* Written task *
Extract the listing below in full, unchanged.

Data provided start

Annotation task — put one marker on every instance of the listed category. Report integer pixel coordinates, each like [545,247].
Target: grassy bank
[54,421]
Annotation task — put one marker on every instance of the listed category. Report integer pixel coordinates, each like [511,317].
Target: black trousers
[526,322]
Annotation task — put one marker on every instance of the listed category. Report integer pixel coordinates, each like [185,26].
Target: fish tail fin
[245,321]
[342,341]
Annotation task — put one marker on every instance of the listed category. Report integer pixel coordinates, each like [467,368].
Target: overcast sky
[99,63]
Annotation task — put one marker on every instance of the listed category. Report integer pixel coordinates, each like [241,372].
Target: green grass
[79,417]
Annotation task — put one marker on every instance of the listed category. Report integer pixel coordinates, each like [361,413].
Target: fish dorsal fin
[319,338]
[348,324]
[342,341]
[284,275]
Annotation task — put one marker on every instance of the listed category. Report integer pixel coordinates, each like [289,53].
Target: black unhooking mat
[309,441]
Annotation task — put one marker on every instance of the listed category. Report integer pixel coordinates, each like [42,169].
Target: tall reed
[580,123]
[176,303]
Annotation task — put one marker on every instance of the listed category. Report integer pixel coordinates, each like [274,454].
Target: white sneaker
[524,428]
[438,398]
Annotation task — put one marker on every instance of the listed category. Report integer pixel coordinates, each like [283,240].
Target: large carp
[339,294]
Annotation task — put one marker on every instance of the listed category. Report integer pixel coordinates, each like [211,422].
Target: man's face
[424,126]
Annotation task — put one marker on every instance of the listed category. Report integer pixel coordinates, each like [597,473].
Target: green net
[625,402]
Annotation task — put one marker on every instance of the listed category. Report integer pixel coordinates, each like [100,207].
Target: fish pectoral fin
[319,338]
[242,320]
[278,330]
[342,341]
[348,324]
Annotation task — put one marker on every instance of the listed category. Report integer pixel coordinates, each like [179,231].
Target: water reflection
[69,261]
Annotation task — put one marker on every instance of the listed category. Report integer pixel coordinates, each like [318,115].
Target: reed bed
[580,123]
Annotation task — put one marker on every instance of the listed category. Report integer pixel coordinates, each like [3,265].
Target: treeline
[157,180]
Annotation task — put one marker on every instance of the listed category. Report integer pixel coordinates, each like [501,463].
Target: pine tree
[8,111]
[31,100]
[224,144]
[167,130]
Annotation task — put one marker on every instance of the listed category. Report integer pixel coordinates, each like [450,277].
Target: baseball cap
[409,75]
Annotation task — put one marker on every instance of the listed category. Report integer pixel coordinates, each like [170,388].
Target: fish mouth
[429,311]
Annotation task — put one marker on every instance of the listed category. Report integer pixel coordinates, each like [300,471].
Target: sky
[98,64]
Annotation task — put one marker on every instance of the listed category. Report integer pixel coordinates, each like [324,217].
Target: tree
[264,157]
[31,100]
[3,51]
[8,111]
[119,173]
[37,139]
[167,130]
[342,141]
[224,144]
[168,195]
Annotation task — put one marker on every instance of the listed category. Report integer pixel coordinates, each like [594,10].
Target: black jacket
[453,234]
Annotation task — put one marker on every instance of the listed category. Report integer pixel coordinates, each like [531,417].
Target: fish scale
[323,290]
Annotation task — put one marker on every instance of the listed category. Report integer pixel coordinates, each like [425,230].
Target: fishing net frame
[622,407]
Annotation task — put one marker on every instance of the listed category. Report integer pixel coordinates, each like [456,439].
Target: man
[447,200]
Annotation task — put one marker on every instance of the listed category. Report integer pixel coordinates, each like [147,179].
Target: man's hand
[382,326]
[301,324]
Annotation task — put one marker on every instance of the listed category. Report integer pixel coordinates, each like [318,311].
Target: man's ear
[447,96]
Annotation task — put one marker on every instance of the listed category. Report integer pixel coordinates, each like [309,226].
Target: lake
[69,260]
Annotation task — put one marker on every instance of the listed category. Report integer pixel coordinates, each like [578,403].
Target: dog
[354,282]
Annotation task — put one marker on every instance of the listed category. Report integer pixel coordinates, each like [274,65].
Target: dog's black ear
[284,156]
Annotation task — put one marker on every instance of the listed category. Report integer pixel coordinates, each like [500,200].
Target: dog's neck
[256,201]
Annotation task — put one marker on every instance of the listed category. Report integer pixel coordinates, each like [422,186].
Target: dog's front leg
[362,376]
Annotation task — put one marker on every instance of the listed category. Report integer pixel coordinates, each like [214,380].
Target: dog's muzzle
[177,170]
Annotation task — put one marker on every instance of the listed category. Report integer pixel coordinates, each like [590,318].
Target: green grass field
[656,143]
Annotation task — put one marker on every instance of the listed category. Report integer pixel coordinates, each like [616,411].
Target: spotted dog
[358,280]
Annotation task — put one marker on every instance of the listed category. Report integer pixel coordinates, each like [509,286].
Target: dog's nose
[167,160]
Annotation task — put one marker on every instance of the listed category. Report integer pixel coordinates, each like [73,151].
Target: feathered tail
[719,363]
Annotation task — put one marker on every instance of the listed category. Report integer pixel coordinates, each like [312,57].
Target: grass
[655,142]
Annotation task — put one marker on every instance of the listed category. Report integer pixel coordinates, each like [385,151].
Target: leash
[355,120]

Data provided end

* Response to this task *
Annotation task — put one marker on every instance of the listed category. Report integer pixel coordinates, each like [545,247].
Target: grassy bank
[54,421]
Annotation task — put one marker on every instance of the listed category. Report integer pixel coordinates, each like [511,317].
Target: black trousers
[526,322]
Annotation task — put one marker on every instance of the listed category. Report integer pixel coordinates, each like [185,26].
Target: fish tail fin
[245,321]
[342,341]
Annotation task — put one marker on every instance of the listed category. Report integer pixel coordinates, each like [467,368].
Target: overcast sky
[99,63]
Annotation task — put one marker on every instance of the listed category. Report integer pixel coordinates, each like [241,372].
Target: green grass
[79,417]
Annotation task — put one marker on every instance of the listed category. Report integer pixel coordinates, each like [361,413].
Target: fish dorsal fin
[319,338]
[348,324]
[342,341]
[284,275]
Annotation task — put one marker on every instance of the listed category. Report integer pixel coordinates, each like [289,53].
Target: black unhooking mat
[309,441]
Annotation task — put one marker on every instance of the listed category. Report integer pixel coordinates, each like [42,169].
Target: tall reed
[580,123]
[176,303]
Annotation task — put one marker on every instance of the listed category. Report integer pixel coordinates, each like [274,454].
Target: white sneaker
[524,428]
[438,398]
Annotation task — put one marker on every instance of the listed category. Report integer pixel coordinates, each like [283,240].
Target: large carp
[339,294]
Annotation task — put one marker on every instance of the listed category. Report integer pixel coordinates, each like [211,422].
Target: man's face
[424,126]
Annotation task — put one marker on every instance of the listed category. Report integer pixel coordinates, each like [597,473].
Target: green net
[625,402]
Annotation task — put one marker on every instance of the listed category. Report integer pixel coordinates, each like [100,207].
Target: fish pectoral fin
[319,338]
[242,320]
[278,330]
[342,341]
[348,324]
Annotation task — put one marker on every instance of the listed category. Report integer pixel coordinates, each like [179,231].
Target: water reflection
[69,261]
Annotation task — put one marker on every instance of the listed category. Report integer pixel coordinates, each like [318,115].
Target: reed bed
[580,123]
Annotation task — put one marker on every instance of the listed category. Report integer pixel coordinates, each like [3,265].
Target: treeline
[157,180]
Annotation task — put one marker on every instance of the listed category. Report integer pixel coordinates, each like [501,463].
Target: pine tree
[8,111]
[31,100]
[224,144]
[167,130]
Annotation task — put one marker on every instance of the listed category. Report integer pixel coordinates, each like [450,277].
Target: baseball cap
[409,75]
Annotation task — put one marker on every instance of the listed category. Report integer pixel coordinates, each like [170,388].
Target: fish mouth
[429,311]
Annotation task — put one marker on every instance of the listed category. Report integer pixel coordinates, each like [300,471].
Target: sky
[98,64]
Annotation task — put one marker on every instance of the listed category. Report integer pixel coordinates, each like [324,217].
Target: tree
[264,157]
[31,100]
[3,51]
[8,111]
[119,173]
[37,139]
[167,130]
[342,141]
[224,144]
[168,195]
Annotation task — put one marker on every instance of the listed category. Report integer pixel coordinates, each like [594,10].
Target: black jacket
[453,234]
Annotation task — put one marker on every instance of the listed category. Report integer pixel coordinates, each like [531,417].
Target: fish scale
[323,290]
Annotation task — put one marker on every instance of the listed category. Report integer pixel coordinates, each like [425,230].
Target: fishing net frame
[622,407]
Annotation task — put one marker on every instance of the listed category. Report integer pixel coordinates, each like [456,439].
Target: man
[447,200]
Annotation task — put one marker on every instance of the listed category. Report integer pixel coordinates, each like [147,179].
Target: man's hand
[382,326]
[301,324]
Annotation task — put one marker on every instance of the listed category. Report integer pixel coordinates, each like [318,311].
Target: man's ear
[447,96]
Annotation task — put one marker on every instance of the listed category. Report integer pixel coordinates, each like [309,226].
Target: lake
[69,260]
Annotation task — put one marker on every instance of the listed category. Report integer pixel coordinates, each like [578,403].
Target: dog
[354,282]
Annotation task — put one marker on every instance of the listed category. Report integer pixel coordinates, each like [274,65].
Target: dog's black ear
[284,156]
Annotation task — put one marker on every instance of the listed category. Report integer pixel coordinates, each like [500,200].
Target: dog's neck
[256,201]
Annotation task — put one marker on every instance of the listed category. Report integer pixel coordinates, each like [422,186].
Target: dog's front leg
[362,376]
Annotation task — put one marker on every instance of the listed category. Report integer pixel coordinates, each like [214,380].
Target: dog's muzzle
[177,170]
Annotation task — put one marker on every instance of the listed category. Report integer pixel coordinates, each like [590,318].
Target: green grass field
[656,143]
Annotation task — put one marker on every instance of the listed category. Report integer pixel coordinates, each like [616,411].
Target: spotted dog
[358,280]
Annotation task — put one marker on every instance of the listed category. Report integer pixel coordinates, each like [509,286].
Target: dog's nose
[167,160]
Annotation task — put one marker on every instance of the listed category. Report integer pixel coordinates, each like [73,151].
Target: feathered tail
[719,363]
Annotation task — put one marker on every instance of the listed category. Report integer pixel coordinates, each like [312,57].
Target: grass
[655,142]
Annotation task — put one marker on every instance of the listed category. Report integer pixel coordinates, each like [385,151].
Target: leash
[355,120]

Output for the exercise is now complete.